Beantwoord aan de hand van de tekst over geslachtsregisters hieronder de volgende vragen:
1. Aan wie schreef de apostel Paulus volgens de tekst?
2. In welke stad bevond Timótheüs zich toen?
3. Hoeveel kameelladingen commentaar bestonden er volgens de aangehaalde verklaring over 1 Kron. viii. 37 tot ix. 44?

### TE LEZEN TEKST:
^^^^

Het enige werkelijk belangrijke geslachtsregister
VOOR sommige mensen in deze tijd, die graag de oorsprong willen weten van hun geslachts- of stamboom, zijn geslachtsregisters erg belangrijk. Toch heeft het weinig werkelijke praktische waarde om onze stamboom tot in alle vertakkingen na te pluizen ten einde te weten te komen wie onze vroege voorouders zijn. Christenen weten dat alle mensen onvolmaakt zijn en dat er in verband met hun verre afstamming niets is waarop men zich kan beroemen of waarover men zich hoeft te schamen. De apostel Paulus schreef aan de jongeman Timótheüs dat hij geen „aandacht [moest] schenken aan . . . geslachtsregisters, die tenslotte nergens op uitlopen, maar die eerder vragen ter navorsing verschaffen dan dat er iets door God wordt uitgedeeld in verband met geloof”. — 1 Tim. 1:3, 4.
Timótheüs bevond zich toen in de Aziatische stad Efeze. Er waren vele tot het christendom bekeerde joden in die stad, en sommigen van hen hielden nog steeds aan de joodse gebruiken vast. Zij deden niets liever dan hun voorvaderlijke connecties, en die van anderen, uit te pluizen en te bespreken, meer uit een gevoel van trots of om met hun kennis te geuren, dan met een praktische of opbouwende beweegreden. In The Jewish Encyclopedia wordt over de vroege eeuwen van de gewone tijdrekening opgemerkt: „Deze bijbelse boeken [Kronieken] verschaften een zeer vruchtbare bodem voor het aankweken van op geslachtsregisters gebaseerde verwaande denkbeelden. In welke mate dit het geval was, blijkt wel uit de verklaring [in de Babylonische talmoed, Pes. 62B] dat er 900 kameelladingen commentaar bestonden over 1 Kron. viii. 37 tot ix. 44. . . . Er moet door dit gespeculeer over afkomst en stambomen veel onheil zijn aangericht.” — Deel V, blz. 597 (1910).

^^^^

### VERMELDE RECORDS:
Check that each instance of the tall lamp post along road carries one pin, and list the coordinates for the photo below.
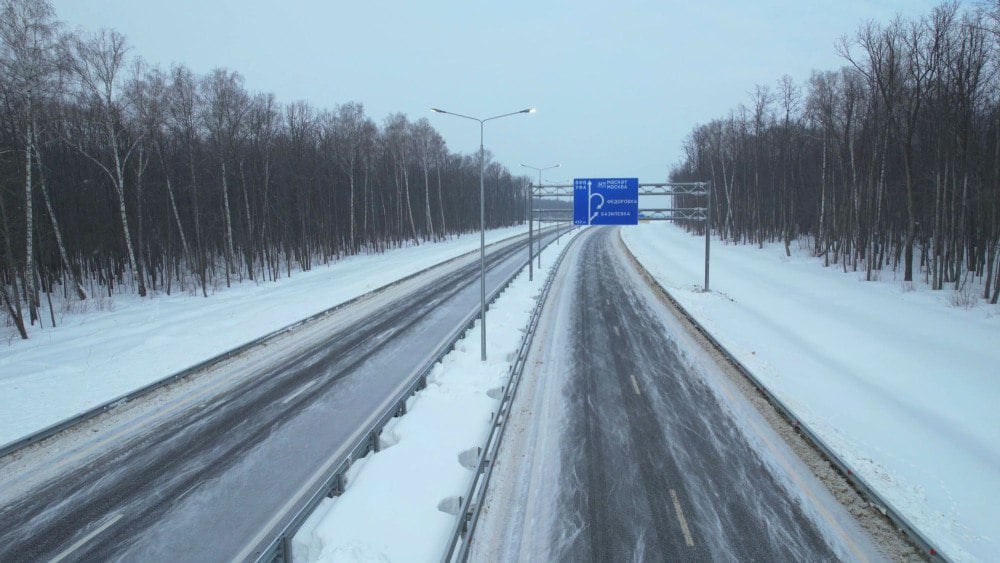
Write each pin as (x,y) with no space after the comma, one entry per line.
(482,214)
(531,198)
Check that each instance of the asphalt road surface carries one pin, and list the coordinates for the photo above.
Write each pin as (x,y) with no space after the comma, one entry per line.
(628,445)
(198,470)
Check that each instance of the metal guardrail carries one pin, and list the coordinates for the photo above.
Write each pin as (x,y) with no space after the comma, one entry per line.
(860,485)
(472,502)
(49,431)
(279,548)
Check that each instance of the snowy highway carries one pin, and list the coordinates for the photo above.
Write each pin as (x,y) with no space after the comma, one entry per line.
(200,469)
(627,443)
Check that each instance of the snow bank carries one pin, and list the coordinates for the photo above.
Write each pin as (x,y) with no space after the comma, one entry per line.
(391,509)
(98,355)
(902,384)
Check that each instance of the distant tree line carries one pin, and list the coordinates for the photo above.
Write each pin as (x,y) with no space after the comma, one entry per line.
(116,175)
(891,161)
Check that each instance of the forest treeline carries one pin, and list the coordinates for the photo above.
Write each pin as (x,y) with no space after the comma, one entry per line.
(117,175)
(893,161)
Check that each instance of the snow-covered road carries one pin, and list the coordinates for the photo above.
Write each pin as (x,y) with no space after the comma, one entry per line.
(626,444)
(199,469)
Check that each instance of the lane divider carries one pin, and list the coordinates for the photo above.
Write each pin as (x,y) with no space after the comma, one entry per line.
(680,518)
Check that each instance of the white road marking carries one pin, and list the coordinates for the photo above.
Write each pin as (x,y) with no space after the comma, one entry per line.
(299,392)
(680,517)
(69,550)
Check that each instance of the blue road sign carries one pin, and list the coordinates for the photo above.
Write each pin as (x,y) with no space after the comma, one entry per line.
(605,201)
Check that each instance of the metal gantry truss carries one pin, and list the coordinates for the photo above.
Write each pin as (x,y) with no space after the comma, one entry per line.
(695,189)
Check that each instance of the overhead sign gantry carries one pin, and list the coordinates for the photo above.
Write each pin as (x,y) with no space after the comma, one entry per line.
(615,201)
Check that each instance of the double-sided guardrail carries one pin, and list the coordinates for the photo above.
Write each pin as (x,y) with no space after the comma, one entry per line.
(9,448)
(859,483)
(278,545)
(472,502)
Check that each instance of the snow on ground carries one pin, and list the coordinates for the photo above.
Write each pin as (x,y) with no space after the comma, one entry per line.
(903,385)
(96,356)
(390,510)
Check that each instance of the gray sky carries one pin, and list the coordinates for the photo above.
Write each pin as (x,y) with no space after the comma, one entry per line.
(618,85)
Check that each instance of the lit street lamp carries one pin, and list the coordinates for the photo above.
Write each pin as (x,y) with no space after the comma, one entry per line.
(531,198)
(482,214)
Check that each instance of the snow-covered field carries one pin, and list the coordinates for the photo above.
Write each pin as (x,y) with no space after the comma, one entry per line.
(104,353)
(902,384)
(395,504)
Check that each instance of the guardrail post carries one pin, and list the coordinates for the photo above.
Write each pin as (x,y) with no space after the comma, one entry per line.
(708,227)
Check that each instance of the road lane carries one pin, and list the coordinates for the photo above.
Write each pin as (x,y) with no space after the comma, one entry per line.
(211,459)
(646,458)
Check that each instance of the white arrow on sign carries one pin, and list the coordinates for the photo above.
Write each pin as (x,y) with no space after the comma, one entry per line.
(599,205)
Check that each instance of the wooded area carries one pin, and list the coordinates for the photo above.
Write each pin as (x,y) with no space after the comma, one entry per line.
(893,161)
(115,175)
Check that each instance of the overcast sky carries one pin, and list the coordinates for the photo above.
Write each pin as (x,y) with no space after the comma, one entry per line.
(618,85)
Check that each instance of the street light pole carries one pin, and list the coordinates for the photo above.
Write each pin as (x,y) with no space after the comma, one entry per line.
(531,275)
(482,213)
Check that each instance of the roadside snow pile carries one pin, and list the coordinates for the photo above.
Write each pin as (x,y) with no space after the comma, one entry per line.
(397,501)
(899,381)
(93,357)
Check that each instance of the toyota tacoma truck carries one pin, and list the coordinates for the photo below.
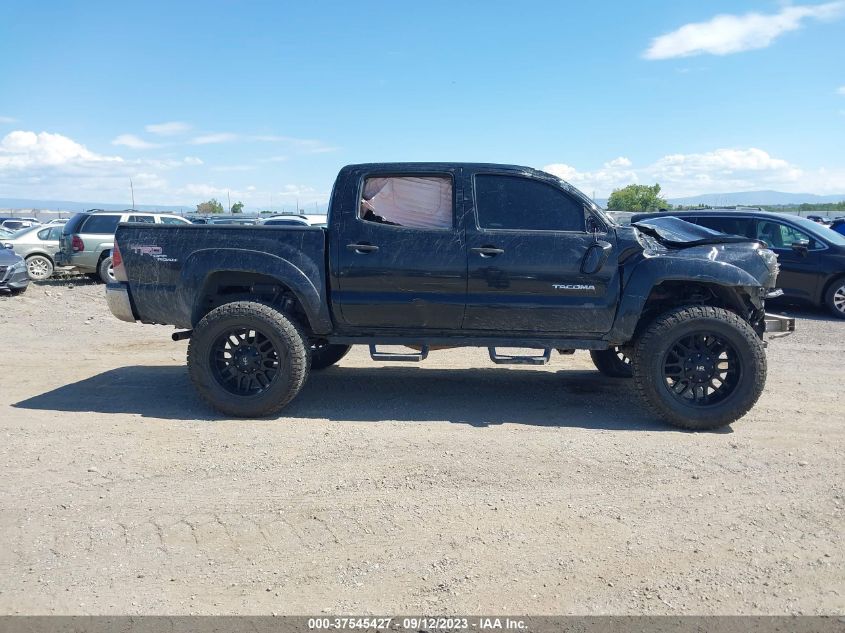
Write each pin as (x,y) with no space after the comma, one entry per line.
(430,255)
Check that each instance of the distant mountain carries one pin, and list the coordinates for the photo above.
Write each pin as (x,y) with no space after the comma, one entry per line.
(751,198)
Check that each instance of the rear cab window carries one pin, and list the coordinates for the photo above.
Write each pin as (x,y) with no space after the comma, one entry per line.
(516,203)
(418,202)
(101,224)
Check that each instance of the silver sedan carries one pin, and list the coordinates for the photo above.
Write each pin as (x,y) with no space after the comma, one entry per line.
(38,246)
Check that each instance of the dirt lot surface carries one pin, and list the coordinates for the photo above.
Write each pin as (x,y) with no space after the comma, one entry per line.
(454,486)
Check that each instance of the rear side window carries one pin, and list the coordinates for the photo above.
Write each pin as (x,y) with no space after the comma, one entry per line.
(515,203)
(420,202)
(101,224)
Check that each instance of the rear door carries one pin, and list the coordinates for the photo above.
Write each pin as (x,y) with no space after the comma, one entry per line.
(527,244)
(402,262)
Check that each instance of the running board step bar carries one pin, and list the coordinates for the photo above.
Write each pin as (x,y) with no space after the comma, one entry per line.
(392,356)
(520,360)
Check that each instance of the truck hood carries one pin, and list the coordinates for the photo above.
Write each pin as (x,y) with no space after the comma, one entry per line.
(677,233)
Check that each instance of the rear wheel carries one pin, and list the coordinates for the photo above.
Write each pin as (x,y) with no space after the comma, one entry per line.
(699,367)
(325,354)
(106,270)
(612,362)
(835,298)
(247,359)
(39,267)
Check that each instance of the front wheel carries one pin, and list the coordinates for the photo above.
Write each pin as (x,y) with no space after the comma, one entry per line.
(835,298)
(612,362)
(699,367)
(39,267)
(247,359)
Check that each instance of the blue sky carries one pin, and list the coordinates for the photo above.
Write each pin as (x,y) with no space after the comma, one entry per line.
(267,100)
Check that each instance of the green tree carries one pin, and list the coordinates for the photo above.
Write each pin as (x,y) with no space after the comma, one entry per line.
(212,206)
(637,198)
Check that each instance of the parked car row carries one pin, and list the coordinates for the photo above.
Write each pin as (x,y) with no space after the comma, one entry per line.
(811,256)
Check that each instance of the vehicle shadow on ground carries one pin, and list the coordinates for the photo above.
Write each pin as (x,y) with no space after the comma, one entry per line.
(477,397)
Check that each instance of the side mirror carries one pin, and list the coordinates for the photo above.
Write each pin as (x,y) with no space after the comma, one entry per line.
(595,257)
(801,246)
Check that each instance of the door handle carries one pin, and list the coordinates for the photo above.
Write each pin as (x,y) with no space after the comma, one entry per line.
(487,251)
(362,249)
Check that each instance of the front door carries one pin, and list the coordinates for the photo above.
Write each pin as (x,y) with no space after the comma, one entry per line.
(528,263)
(402,257)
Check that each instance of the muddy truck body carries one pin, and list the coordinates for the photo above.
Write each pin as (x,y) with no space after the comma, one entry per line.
(427,255)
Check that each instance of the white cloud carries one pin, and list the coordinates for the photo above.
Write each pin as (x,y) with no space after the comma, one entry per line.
(133,142)
(170,128)
(24,149)
(717,171)
(208,139)
(725,34)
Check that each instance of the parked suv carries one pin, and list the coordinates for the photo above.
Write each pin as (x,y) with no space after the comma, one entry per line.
(811,256)
(88,238)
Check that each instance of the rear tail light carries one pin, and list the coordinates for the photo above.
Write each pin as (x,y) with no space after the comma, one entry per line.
(118,268)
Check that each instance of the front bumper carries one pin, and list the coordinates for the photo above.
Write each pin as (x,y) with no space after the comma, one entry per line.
(14,278)
(776,323)
(117,298)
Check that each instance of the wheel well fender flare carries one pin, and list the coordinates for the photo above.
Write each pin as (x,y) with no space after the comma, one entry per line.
(650,273)
(202,265)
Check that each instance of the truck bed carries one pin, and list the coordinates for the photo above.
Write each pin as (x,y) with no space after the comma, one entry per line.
(172,267)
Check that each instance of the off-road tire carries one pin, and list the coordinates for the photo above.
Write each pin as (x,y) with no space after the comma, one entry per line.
(607,361)
(650,351)
(326,355)
(290,345)
(103,270)
(834,298)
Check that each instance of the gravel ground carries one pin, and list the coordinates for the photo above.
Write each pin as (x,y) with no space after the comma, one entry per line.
(454,486)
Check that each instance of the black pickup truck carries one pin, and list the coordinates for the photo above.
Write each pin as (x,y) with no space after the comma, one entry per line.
(457,254)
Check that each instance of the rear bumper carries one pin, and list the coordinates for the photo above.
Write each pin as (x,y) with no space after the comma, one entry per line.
(14,278)
(117,298)
(776,323)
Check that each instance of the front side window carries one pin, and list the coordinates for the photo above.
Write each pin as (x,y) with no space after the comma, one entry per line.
(101,224)
(732,226)
(420,202)
(778,235)
(516,203)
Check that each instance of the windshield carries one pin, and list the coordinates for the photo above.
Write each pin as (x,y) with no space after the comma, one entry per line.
(819,230)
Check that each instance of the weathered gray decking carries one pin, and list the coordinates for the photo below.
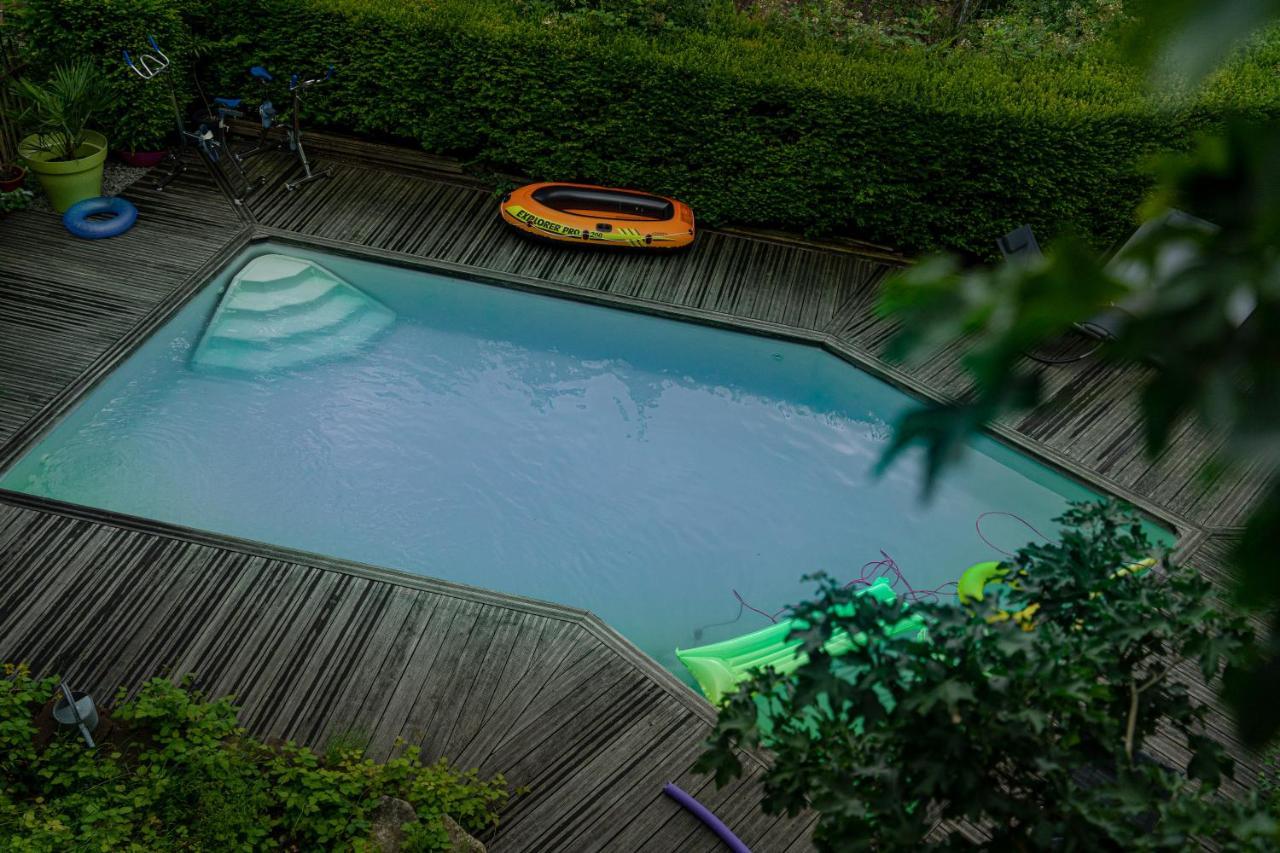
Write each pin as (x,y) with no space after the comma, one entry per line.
(312,647)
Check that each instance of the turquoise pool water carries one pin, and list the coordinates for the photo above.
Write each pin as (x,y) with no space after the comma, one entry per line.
(640,468)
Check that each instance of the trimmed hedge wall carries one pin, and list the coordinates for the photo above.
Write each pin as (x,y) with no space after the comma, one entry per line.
(912,147)
(140,115)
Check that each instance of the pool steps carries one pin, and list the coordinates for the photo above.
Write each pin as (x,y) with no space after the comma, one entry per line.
(282,311)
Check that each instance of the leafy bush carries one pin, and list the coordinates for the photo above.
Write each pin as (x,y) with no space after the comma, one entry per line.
(140,114)
(1029,712)
(910,147)
(178,772)
(58,113)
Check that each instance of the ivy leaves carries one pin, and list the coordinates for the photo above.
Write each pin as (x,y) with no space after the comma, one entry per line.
(1041,735)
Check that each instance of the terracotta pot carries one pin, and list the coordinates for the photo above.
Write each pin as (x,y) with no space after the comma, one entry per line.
(14,181)
(142,159)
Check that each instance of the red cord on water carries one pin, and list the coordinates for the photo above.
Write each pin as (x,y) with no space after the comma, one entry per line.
(977,525)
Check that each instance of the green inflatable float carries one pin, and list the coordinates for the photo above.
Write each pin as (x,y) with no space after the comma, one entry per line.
(720,666)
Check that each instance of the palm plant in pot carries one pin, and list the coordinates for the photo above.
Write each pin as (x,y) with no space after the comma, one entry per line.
(64,154)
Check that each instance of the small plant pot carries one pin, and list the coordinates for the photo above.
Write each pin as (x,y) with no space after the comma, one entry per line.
(67,181)
(141,159)
(12,178)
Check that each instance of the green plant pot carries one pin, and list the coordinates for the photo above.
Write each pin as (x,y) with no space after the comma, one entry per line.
(67,181)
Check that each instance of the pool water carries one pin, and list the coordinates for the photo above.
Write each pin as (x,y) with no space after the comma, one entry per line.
(639,468)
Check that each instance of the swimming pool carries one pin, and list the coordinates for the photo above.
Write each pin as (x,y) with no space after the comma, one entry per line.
(650,470)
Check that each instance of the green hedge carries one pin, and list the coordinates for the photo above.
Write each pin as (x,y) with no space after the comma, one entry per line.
(914,149)
(64,31)
(176,771)
(917,149)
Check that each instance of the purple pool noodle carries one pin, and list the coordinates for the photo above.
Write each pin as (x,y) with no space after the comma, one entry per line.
(705,816)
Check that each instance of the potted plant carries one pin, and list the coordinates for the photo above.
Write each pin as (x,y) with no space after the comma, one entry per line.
(64,154)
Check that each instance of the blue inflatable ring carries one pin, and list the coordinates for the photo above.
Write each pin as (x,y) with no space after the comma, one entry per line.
(77,217)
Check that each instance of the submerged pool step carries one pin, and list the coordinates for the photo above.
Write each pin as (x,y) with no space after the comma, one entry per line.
(283,311)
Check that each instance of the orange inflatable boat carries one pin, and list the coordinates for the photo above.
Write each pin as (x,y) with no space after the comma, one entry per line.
(579,213)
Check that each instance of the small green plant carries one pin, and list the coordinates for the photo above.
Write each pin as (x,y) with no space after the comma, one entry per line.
(1029,712)
(17,199)
(177,771)
(58,113)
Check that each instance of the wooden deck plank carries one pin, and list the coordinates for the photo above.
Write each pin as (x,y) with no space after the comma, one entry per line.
(314,651)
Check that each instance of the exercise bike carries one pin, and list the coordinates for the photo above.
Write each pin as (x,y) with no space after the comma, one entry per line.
(210,133)
(269,115)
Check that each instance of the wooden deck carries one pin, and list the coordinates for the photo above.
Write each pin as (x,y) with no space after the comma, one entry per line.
(311,646)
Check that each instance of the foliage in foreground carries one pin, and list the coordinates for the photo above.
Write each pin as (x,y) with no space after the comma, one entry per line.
(182,774)
(1028,712)
(1202,340)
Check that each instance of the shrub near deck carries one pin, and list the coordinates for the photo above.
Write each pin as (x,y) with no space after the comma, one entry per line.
(915,149)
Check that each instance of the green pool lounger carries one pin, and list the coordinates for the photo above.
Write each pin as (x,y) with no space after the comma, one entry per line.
(720,666)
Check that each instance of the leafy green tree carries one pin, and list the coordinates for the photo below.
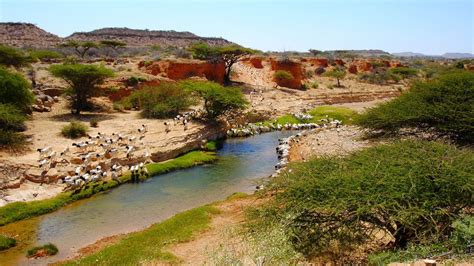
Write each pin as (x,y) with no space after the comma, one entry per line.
(218,100)
(337,73)
(80,48)
(229,54)
(15,90)
(83,81)
(164,101)
(445,103)
(12,57)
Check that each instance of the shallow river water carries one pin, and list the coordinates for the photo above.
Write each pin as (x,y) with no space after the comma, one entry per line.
(132,207)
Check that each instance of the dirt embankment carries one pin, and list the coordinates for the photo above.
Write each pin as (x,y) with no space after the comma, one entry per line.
(20,174)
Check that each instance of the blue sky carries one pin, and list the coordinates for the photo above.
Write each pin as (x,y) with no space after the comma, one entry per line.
(430,27)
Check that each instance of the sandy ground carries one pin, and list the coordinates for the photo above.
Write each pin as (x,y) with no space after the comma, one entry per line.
(331,142)
(45,128)
(199,250)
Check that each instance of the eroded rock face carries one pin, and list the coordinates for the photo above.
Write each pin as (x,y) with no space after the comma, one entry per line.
(352,69)
(319,62)
(178,70)
(363,66)
(11,174)
(256,62)
(294,68)
(339,62)
(141,38)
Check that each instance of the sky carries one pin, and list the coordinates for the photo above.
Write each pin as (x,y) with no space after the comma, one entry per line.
(425,26)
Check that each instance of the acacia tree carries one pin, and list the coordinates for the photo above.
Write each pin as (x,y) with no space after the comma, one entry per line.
(218,100)
(229,54)
(80,48)
(83,81)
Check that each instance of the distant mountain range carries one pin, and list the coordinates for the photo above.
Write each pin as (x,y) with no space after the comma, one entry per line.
(446,55)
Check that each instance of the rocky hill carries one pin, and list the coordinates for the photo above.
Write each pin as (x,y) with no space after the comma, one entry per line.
(29,35)
(137,38)
(26,35)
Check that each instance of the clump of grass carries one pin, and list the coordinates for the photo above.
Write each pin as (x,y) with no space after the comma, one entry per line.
(343,114)
(41,251)
(74,129)
(23,210)
(150,244)
(6,242)
(211,145)
(445,104)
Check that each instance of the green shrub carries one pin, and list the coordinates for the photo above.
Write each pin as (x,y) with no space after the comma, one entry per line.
(6,242)
(12,140)
(84,81)
(10,56)
(45,54)
(74,130)
(133,81)
(48,249)
(15,90)
(217,99)
(343,114)
(11,118)
(163,101)
(413,190)
(282,76)
(118,106)
(445,103)
(337,73)
(381,77)
(94,122)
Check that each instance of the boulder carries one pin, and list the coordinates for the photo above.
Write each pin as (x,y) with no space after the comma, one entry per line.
(294,68)
(52,92)
(339,62)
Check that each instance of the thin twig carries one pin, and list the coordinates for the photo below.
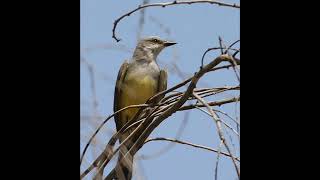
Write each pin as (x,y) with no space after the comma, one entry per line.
(189,144)
(140,7)
(219,129)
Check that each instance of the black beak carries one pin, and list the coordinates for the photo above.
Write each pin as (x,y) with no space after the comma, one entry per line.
(168,43)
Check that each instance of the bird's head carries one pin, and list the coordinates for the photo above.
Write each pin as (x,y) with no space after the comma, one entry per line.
(151,47)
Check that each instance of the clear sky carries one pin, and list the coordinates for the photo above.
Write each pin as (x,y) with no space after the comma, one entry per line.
(195,28)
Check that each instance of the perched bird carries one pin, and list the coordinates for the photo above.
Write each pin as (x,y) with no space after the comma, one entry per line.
(137,81)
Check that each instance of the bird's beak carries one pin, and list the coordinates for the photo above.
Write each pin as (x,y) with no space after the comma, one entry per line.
(168,43)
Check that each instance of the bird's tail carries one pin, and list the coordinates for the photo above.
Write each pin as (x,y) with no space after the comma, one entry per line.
(124,167)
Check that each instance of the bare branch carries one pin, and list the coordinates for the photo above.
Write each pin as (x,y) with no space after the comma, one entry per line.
(140,7)
(189,144)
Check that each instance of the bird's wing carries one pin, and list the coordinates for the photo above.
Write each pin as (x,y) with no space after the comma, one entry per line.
(162,83)
(118,92)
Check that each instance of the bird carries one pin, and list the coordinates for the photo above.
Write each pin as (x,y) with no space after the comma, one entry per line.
(138,79)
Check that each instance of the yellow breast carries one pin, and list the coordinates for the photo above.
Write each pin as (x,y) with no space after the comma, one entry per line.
(137,90)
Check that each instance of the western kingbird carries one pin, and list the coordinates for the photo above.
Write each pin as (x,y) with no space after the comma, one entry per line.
(137,81)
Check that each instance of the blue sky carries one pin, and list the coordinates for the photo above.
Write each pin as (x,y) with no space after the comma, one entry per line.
(195,28)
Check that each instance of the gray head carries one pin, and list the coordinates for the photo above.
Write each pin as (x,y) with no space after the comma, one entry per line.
(150,47)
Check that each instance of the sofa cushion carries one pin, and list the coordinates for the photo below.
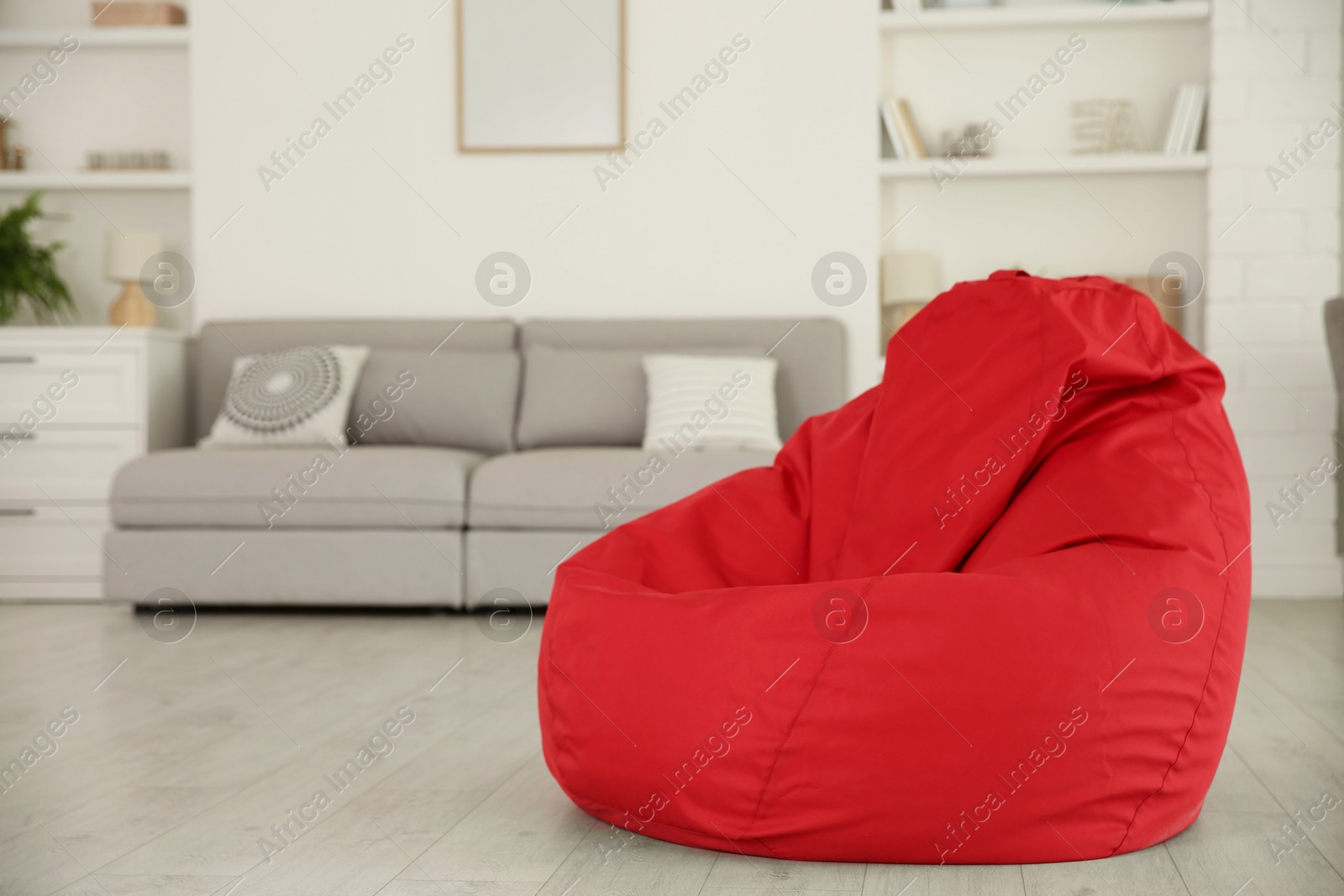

^^^^

### HET RESULTAAT:
1. Aan de jongeman Timótheüs.
2. In de Aziatische stad Efeze.
3. 900 kameelladingen.